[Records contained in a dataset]
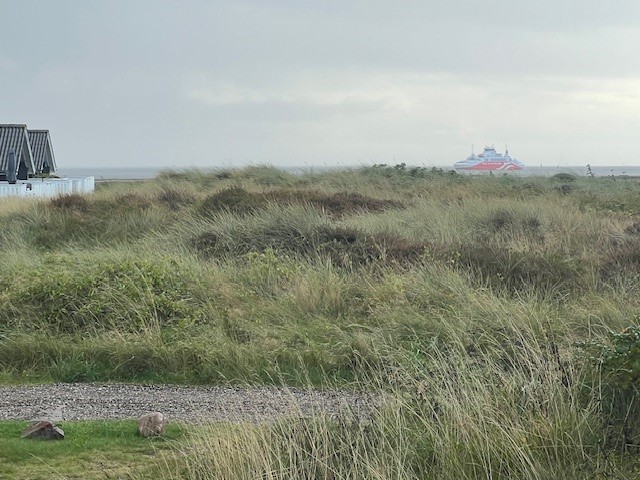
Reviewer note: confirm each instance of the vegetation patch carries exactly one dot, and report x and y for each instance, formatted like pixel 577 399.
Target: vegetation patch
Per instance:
pixel 91 450
pixel 513 271
pixel 346 247
pixel 128 295
pixel 239 201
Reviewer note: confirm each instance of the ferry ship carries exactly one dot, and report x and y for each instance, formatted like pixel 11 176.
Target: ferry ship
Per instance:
pixel 489 160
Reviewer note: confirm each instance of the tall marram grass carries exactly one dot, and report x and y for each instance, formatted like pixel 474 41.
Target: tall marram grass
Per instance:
pixel 509 407
pixel 472 305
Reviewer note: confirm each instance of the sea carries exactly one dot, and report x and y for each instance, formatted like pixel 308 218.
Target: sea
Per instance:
pixel 106 174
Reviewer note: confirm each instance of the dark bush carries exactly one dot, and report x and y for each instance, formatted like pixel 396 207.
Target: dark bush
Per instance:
pixel 565 188
pixel 564 177
pixel 341 203
pixel 505 220
pixel 500 268
pixel 234 199
pixel 345 247
pixel 622 258
pixel 174 198
pixel 73 202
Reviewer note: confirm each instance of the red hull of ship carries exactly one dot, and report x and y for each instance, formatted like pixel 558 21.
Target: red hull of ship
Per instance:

» **What you are asked to do**: Omit the pictures, then output the rest of the listing exactly.

» **Answer**:
Reviewer note: confirm each instance of the vegetation patch carries exactly one dot, and report x and y for each instance, formatted like pixel 577 399.
Target: vegetation patch
Per instance:
pixel 91 450
pixel 513 271
pixel 346 247
pixel 128 295
pixel 239 201
Reviewer note: confirm each instance of the ferry ship carries exactly one dot, and report x and y for each instance, formatted like pixel 11 176.
Target: ferry ship
Per instance:
pixel 489 160
Reviewer note: confirm each instance of the tall marram grass carries exactly one dot, and report x and y for each instance, formatted like pixel 474 41.
Target: tall marram grass
Per instance:
pixel 509 407
pixel 472 305
Reviewer note: confirm each instance of the sea carries exactly one dot, and report x and y for each instance, formatted like pixel 308 218.
Target: sea
Per instance:
pixel 106 174
Reviewer note: confirm each instance of the dark bush carries exactly one dot, and report x and y for each instance, formatted like pixel 396 207.
Target: dark bush
Per instance:
pixel 565 188
pixel 564 177
pixel 341 203
pixel 505 220
pixel 500 268
pixel 234 199
pixel 345 247
pixel 622 258
pixel 174 198
pixel 73 202
Reviewer note: confirm each instance of the red hull of ship carries exactly one dot, and report x and y for each instance, formatted like pixel 558 21.
Target: red hull of ship
Per instance:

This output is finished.